■ Extract provided ■
<<<<

Rhetoric and facts: The European path to value-driven AI in a multipolar world.
I had the great pleasure of giving a presentation at the 33rd European Conference of Data Protection Authorities, which took place in Batumi between the 6th and 9th of May. The conference also hosted a dedicated side event on the FRIA (Fundamental Rights Impact Assessment) model that I developed in Catalunya with the Autoritat Catalana de Protecció de Dades.
In dealing with the crucial topic of the first panel on ‘Innovation under regulation’, my presentation focused on the existing gap between rhetoric and facts with regard to the the European approach to value-driven AI.
In the current multipolar world, three main rhetoric arguments are used against the European approach: (i) the rhetoric of disruptive innovation; (ii) the rhetoric of the European rule-based approach; (iii) the rhetoric of Euro-colonialism.

>>>>

■ Instructions for the task ■
Carry on the post about the European approach to value-driven AI, starting right after its final sentence.

■ Record extracts ■

<<<<

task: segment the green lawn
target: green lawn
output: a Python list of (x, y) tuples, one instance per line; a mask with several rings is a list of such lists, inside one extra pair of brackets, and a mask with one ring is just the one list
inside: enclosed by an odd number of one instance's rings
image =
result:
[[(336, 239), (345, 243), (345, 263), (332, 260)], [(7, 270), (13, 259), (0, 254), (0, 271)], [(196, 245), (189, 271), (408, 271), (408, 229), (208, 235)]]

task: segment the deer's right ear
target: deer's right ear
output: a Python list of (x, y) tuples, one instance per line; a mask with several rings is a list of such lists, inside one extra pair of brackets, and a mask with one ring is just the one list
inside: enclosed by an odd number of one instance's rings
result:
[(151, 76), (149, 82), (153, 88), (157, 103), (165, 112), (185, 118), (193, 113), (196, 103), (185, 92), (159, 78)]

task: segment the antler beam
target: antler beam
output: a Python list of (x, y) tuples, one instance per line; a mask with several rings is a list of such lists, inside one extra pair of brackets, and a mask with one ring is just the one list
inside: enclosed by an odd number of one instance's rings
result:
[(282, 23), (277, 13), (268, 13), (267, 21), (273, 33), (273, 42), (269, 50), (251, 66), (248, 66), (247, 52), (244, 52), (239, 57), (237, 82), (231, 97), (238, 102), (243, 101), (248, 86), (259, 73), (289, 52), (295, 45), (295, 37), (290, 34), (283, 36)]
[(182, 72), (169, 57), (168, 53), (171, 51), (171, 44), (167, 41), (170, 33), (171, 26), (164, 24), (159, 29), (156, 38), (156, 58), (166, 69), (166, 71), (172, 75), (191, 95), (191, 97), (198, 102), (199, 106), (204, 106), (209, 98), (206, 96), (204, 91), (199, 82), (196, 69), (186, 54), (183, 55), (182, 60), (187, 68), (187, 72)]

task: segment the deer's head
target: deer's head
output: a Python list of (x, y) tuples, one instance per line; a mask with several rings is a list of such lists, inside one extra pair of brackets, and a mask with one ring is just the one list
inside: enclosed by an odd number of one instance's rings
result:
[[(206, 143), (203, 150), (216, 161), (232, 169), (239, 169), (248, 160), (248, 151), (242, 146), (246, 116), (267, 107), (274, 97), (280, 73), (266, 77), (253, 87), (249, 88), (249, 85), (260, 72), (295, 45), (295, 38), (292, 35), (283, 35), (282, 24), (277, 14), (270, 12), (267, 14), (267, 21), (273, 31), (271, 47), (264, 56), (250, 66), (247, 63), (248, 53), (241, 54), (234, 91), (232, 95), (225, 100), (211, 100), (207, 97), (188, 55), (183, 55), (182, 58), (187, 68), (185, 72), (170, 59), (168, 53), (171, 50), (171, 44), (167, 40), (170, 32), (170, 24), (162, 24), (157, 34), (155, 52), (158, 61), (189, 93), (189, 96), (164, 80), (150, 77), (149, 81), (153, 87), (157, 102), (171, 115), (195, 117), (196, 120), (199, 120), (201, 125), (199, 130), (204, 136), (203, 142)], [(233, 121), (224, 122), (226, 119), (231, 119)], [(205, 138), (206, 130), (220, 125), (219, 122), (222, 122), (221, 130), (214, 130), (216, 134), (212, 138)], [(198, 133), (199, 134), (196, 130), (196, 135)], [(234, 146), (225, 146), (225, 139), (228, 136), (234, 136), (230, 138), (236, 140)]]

>>>>

■ Answer to this task ■
The facts are different: (i) leading technology companies have adopted the ‘fait accompli’ strategy, which is the opposite of responsible innovation (see e.g. the launch of LLMs), (ii) following Reidenberg 1998, Europe is experiencing difficulties in regulating technology using means other than hard law (Mantelero, 2025), (iii) neither the Brussels effect nor the global North-South logic applies; the distinction is simply between AI-providing countries and AI-adopting countries, with the latter group including European countries whose regulations could therefore serve as a model.
In this multipolar world, what can the EU and European countries do? The answer lies in adopting a third way between market-driven AI and state-controlled AI that is grounded in fundamental rights, a key pillar of both the EU and the Council of Europe. To effectively implement this European approach, it is crucial to develop an appropriate model for a Fundamental Rights Impact Assessment (FRIA) that neither reduces fundamental rights protection to a mathematical exercise nor remains at a very high level. The model must be tested in the real-world scenarios, rather than remaining a theoretical framework.
With this in mind, we presented the FRIA model developed in Catalunya. This is the only FRIA model that has been tested in multiple high-risk cases (Annex III, AI Act) and provides a streamlined implementation of the AI Act requirements.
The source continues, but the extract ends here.